Text for analysis
--------------------------------

Policing or catching poachers poses a challenge to the authorities. Poachers are skilled at carrying out their activities & are adept at blending well with the environment & avoiding detection. They are very familiar with the terrains inhabited by the elephants & can track the animals quickly.
Fortunately, the authorities can help use computer vision technology to gain an advantage over the poachers.
Drones, equipped with cameras, can take volumes of aerial pictures, helping to locate the elephants. These images can then be labeled to identify which pictures contain elephants.
A deep learning model is trained on thousands of such labeled images to identify elephants accurately. An RCNN model can use this information to detect elephants in the wild & alert the authorities in real-time.
Moreover, it can also be trained to identify human poachers, helping the police not only catch them in the act but also save the elephants in the process.
Monitoring species in the wild
In 2022, in a move bound to affect the livelihood of the local communities, the Alaskan snow & king crab fishing season was canceled for the first time.
Scientists closely monitoring the crab population for years had observed a drastic fall in their numbers. While factors such as overfishing & disease have been suggested as probable causes, the more likely culprit is climate change.
Changes in the ocean's chemistry, hotter water temperatures & the melting ice caps have all contributed to the mass exodus of the crabs.
To monitor aquatic species, biodiversity conservation teams often install underwater video cameras with infrared sensors. Every time a fish triggers the sensors, the camera captures 30-second video footage of the fish.
The manual process of identifying & label the aquatic species in the video footage is tedious, laborious & expensive. Fortunately, technologies such as computer vision can help marine scientists & nature conservation organizations automate this entire process.
Deep learning AI models are trained to create bounding boxes around each fish as they pass the camera. The relevant frames containing the fish are extracted from the video feeds to accomplish this. The entire workflow of video feed input, detection & classification is automated.
This kind of computer vision-based solution can save invaluable hours & costs in manually processing the videos. Some current solutions are predicted to deliver cost savings of up to 80%.

--------------------------------

Extracted material
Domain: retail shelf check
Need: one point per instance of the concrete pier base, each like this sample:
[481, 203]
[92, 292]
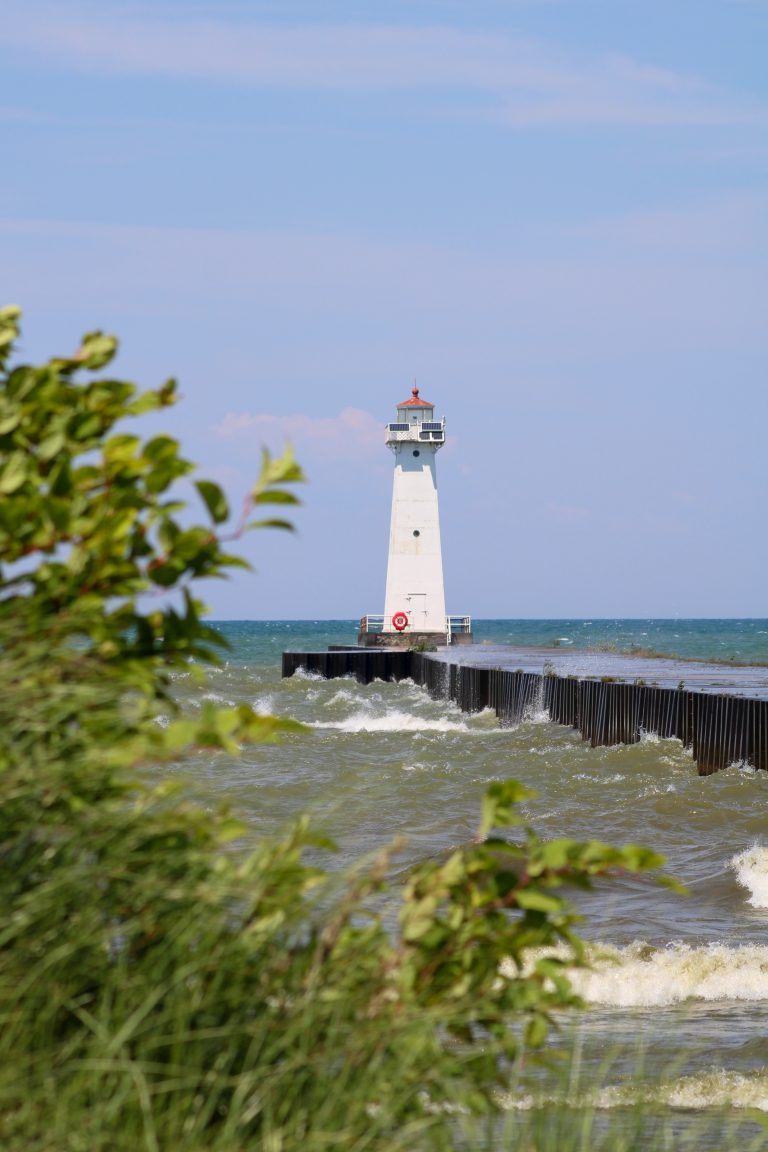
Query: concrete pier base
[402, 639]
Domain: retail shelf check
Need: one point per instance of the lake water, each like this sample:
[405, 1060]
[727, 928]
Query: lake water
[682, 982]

--------------------------------

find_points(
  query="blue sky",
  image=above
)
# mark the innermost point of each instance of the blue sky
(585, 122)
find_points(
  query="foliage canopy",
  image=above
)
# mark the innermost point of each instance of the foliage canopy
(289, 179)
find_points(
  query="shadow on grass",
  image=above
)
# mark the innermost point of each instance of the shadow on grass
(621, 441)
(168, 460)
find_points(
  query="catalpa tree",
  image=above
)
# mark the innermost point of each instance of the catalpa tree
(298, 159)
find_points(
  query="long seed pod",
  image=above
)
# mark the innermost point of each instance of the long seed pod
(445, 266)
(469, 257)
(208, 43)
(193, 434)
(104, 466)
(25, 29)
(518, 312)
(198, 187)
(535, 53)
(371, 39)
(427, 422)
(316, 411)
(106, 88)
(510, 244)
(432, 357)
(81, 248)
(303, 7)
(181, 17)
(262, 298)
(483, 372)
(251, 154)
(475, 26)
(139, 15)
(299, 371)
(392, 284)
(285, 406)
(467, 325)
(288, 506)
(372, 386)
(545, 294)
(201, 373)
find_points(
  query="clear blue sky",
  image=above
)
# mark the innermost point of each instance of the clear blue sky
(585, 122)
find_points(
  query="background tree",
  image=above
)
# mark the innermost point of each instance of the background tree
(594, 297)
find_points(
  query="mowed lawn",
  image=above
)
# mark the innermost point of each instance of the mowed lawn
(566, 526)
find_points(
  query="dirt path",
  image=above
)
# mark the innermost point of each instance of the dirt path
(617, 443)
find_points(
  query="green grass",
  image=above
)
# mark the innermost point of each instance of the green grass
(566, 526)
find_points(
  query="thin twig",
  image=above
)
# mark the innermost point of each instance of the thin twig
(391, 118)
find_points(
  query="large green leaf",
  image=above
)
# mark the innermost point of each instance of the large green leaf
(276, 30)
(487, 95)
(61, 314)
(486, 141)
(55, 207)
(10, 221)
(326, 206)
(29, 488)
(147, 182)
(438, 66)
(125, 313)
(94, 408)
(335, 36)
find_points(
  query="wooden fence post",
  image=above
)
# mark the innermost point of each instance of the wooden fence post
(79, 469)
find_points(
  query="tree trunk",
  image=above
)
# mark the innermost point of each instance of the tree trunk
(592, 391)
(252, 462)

--------------------------------

Apply what you read
- A) In the passage on computer vision for wildlife conservation, how long is the video footage that an underwater camera captures each time a fish triggers its sensors?
- B) Continue the passage on computer vision for wildlife conservation, picking up after its final sentence.
None of the items have any bearing on this work.

List of answers
- A) 30 seconds.

- B)
Auditing animal species
Closed ecosystems, such as wildlife reserves or zoos, audit the different types of species that inhabit them. To do this, zookeepers have to frequent the animal feeding zones at multiple locations to install cameras.
On a regular basis, they have to revisit these sites to remove the SD cards & replace the batteries. Once back at their home locations, they have to manually go through the camera footage & identify the animal species.
This is inefficient & cumbersome. Fortunately, computer vision technology can help automate this entire process.
Instead of manually transporting the images from the SD cards, they are automatically uploaded to cloud storage. AI & computer vision technology is then utilized to automate the process of tagging the captured images.
This solution can present all animal sightings in summary information that can be easily accessed through a user-friendly web application.
Applications already in use have vastly reduced the manual intervention in tagging images. In some cases, the AI models have been able to identify animals from the pictures with up to 95% accuracy.
The imminent risk of man-made climate change & species extinction is increasing daily. Thankfully, so is the computing power of modern AI, deep learning & computer vision technologies.
The cost of technology adoption has fallen drastically. Today, it can be integrated into our conservation initiatives more confidently than it could have been done a decade ago.
In such a scenario, technology should be considered an enabler of conservation & not an overhead.